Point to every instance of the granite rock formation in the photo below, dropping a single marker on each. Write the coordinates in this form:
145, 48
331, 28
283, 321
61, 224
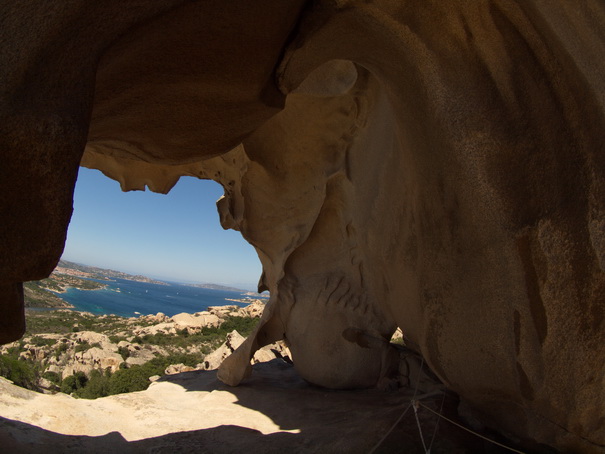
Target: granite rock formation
433, 166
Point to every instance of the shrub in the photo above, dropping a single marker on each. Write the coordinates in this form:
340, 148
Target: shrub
83, 347
62, 348
53, 377
96, 386
40, 341
129, 380
74, 382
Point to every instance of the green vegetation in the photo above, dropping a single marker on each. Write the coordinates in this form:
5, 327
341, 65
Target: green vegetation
100, 383
20, 372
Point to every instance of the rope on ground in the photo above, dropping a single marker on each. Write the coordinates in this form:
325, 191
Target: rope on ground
438, 419
377, 445
417, 403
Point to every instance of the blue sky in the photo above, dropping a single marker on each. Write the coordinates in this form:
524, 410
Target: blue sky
174, 237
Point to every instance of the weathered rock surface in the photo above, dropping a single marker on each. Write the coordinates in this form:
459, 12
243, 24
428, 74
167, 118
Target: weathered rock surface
273, 411
434, 166
234, 340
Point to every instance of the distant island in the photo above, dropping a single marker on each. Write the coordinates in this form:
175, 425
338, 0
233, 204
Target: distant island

########

## EXERCISE DESCRIPTION
Format every line of the data above as a JSON list of strings, one string per line, omitting blank lines and leaving out the pictures.

## FINISHED TASK
[
  "Point to every instance of the granite rock formation in the photo below, dropping a single marker on each. Write the coordinates in this form:",
  "145, 48",
  "331, 28",
  "283, 321",
  "61, 224",
  "Target: granite rock formation",
  "433, 166",
  "Point to every instance of the shrub in the photo above, dropping a single marker on each. Write the coordinates in this form:",
  "340, 148",
  "Target: shrub",
  "83, 347",
  "62, 348",
  "53, 377",
  "96, 386",
  "40, 341",
  "129, 380",
  "74, 382",
  "Point to every instance of the green vegetation in the photo above, dropping a single marker on each. Write the coordinates in this form:",
  "5, 327",
  "341, 65",
  "Target: green vegetation",
  "100, 383",
  "20, 372",
  "Point to every instance of the rope on ground in the photo above, dropping a single marker on each. Write the coordinates in this form:",
  "325, 191",
  "Target: rope on ground",
  "438, 419",
  "377, 445",
  "417, 403",
  "Point to every instance of the blue sky in the photo above, dropping a single marker on each. Write the coordinates in this form:",
  "524, 410",
  "Target: blue sky",
  "174, 237",
  "Point to every instance of the weathered rock surface in the photo above, dropping a single marker on each. Write the coordinates in this form:",
  "459, 12",
  "243, 24",
  "428, 74",
  "167, 118",
  "Target: weathered rock surface",
  "273, 411",
  "434, 166",
  "234, 340",
  "Point to every instance of the distant island in the photo above, dropping a single marker on each. Write the coordinates in this form:",
  "175, 425",
  "338, 0",
  "233, 204",
  "Target: distant island"
]